> _Problem statement_
An exact repetition of all the entries that follow is required.

--- START ---

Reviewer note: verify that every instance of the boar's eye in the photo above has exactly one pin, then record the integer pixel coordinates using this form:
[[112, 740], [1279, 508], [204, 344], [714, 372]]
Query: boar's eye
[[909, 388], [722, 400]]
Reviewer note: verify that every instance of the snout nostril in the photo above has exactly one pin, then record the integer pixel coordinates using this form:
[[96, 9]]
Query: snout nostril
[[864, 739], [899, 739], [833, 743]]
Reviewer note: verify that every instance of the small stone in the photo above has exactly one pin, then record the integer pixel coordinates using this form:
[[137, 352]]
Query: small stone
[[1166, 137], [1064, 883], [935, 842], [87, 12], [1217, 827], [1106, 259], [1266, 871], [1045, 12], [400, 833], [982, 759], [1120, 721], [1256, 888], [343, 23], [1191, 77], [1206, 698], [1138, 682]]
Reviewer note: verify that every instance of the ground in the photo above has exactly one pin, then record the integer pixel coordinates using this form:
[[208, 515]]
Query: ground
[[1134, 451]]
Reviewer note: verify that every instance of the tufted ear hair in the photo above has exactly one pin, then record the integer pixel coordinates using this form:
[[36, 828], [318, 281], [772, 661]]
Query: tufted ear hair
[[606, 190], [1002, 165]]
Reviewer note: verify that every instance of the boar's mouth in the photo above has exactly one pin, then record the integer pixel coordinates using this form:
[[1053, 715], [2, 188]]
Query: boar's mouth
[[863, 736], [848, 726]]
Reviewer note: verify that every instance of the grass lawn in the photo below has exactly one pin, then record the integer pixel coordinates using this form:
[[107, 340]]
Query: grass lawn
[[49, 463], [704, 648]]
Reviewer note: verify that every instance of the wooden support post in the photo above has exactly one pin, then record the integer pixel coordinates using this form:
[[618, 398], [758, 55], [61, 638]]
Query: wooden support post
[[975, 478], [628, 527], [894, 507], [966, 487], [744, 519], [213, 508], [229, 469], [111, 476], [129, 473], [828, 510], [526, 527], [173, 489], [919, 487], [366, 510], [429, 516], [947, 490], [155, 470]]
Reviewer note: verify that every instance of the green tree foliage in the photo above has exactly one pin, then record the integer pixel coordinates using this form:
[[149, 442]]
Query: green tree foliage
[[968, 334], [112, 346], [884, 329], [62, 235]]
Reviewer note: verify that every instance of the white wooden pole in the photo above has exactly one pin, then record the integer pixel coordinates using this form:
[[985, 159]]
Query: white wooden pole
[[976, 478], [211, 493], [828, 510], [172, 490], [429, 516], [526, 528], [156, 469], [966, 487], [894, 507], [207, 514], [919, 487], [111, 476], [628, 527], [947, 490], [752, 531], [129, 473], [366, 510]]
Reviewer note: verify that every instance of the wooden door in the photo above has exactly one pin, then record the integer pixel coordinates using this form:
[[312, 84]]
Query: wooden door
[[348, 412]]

--- END ---

> _Solution_
Reviewer note: verify that every instance of the boar's eye in the photo above has exactly one pin, then record the integer pixel coordinates using this form:
[[112, 740], [1279, 508], [204, 344], [714, 372]]
Query: boar's eye
[[909, 388], [722, 400]]
Reviewer note: verify that every instance of the snout nostril in the photo above has exactly one pin, then record the integer pixel coordinates using this form:
[[96, 9]]
Query: snout nostril
[[864, 739], [899, 739], [833, 743]]
Reviewer note: verify that every instance of the small stone in the photo above has exactly one pin, then record the integer pixel coordinates using this form:
[[137, 352]]
Query: small stone
[[1166, 137], [1064, 883], [935, 842], [87, 12], [1217, 827], [1106, 259], [1266, 871], [1045, 12], [400, 833], [982, 759], [1120, 721], [1256, 888], [343, 23], [1191, 77], [1206, 698], [1138, 682]]
Reviewer note: verify that every instance of the ground in the photo above has exactly one pin, then record the integer pixel coordinates using this form:
[[208, 515]]
Query: ground
[[1134, 451]]
Reviewer note: verify that every instance of the tufted ear hair in the photo above has exactly one pin, then record the integer pixel coordinates using this form:
[[36, 828], [318, 281], [772, 661]]
Query: tufted ear hair
[[606, 190], [1002, 165]]
Reviewer note: verify that every instance of the boar's mouth in the photo above has exactly one pin, then record the integer pixel coordinates using this form:
[[1053, 715], [2, 188]]
Query: boar's mouth
[[863, 736], [848, 726]]
Reviewer note: verify that every instance of the grass lawn in the photo below has exactly one pin, then record the integer pixel coordinates using this form:
[[107, 340]]
Query: grass lawn
[[49, 463], [704, 648]]
Reviewer note: verify that every instance of the wooden support post in the photo above has exactly one pin, then record the integer pixel coordinates using this form:
[[618, 398], [758, 55], [61, 638]]
Query: wooden support post
[[975, 478], [628, 527], [894, 507], [966, 487], [744, 519], [213, 508], [229, 469], [111, 476], [129, 473], [828, 510], [526, 527], [173, 489], [919, 487], [366, 510], [429, 516], [947, 490], [155, 470]]
Reviewer note: verify that every instance of the green tree foliage in the photo above has exactly one pin, then record the integer pixel coordinates using this form:
[[149, 442]]
Query: green tree foliage
[[968, 334], [112, 346], [884, 329], [62, 235]]
Reviewer note: verify that every instance of the white wooden pole in the photo above has exactly one pin, then record the integer pixel coordinates using this form:
[[985, 159]]
Query: white wooden pole
[[976, 478], [211, 493], [828, 510], [172, 490], [429, 516], [526, 528], [156, 469], [966, 487], [894, 507], [207, 514], [919, 487], [111, 476], [628, 527], [947, 490], [752, 531], [129, 473], [366, 510]]
Reviewer note: verify that every instance of the wooden door in the photo above has exactly one pin, then record the integer pixel coordinates using this form:
[[312, 84]]
Query: wooden door
[[348, 412]]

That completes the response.